## Entries provided:
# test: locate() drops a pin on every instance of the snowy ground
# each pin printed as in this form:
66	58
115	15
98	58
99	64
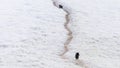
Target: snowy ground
96	32
32	33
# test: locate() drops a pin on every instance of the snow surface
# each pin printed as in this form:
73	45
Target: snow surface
32	33
96	32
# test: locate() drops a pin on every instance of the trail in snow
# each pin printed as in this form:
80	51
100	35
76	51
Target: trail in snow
70	36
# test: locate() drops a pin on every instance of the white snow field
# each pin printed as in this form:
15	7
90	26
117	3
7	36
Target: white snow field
96	32
32	33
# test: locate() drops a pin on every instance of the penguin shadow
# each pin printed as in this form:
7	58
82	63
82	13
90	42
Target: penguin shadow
79	61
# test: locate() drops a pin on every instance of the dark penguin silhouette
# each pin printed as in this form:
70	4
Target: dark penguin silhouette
77	56
60	6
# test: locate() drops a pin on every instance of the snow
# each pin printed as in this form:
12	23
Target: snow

## Work instruction:
Print every entry exactly as written, without the pictures.

## Response:
# test: locate() drops a pin on every instance of the snowy ground
# each pin printed as in this form:
66	58
115	15
98	58
99	64
Target: snowy ground
96	32
32	33
# test: locate() drops a pin on every instance of the snow surface
# each pin printed as in this form:
73	45
Target: snow surface
32	33
96	32
# test: locate() drops a pin on every instance of the trail in snow
# each pin printed as in this form:
80	51
100	35
76	51
Target: trail in snow
70	36
# test: locate() drops a pin on every instance of the white snow field
# each pin printed as in this form:
15	7
90	26
117	3
7	36
Target: white snow field
96	32
32	33
# test: locate() drops a pin on every instance of the penguin shadow
# each pin printed as in this form:
7	58
82	63
82	13
90	42
Target: penguin shadow
79	61
# test: locate() drops a pin on every instance of the dark penguin silhouette
# each pin printed as in this form:
70	4
Target: dark penguin silhouette
77	56
60	6
# test: locate() drops a pin on every instance of the snow
# each pin printed as in this form:
12	23
Target: snow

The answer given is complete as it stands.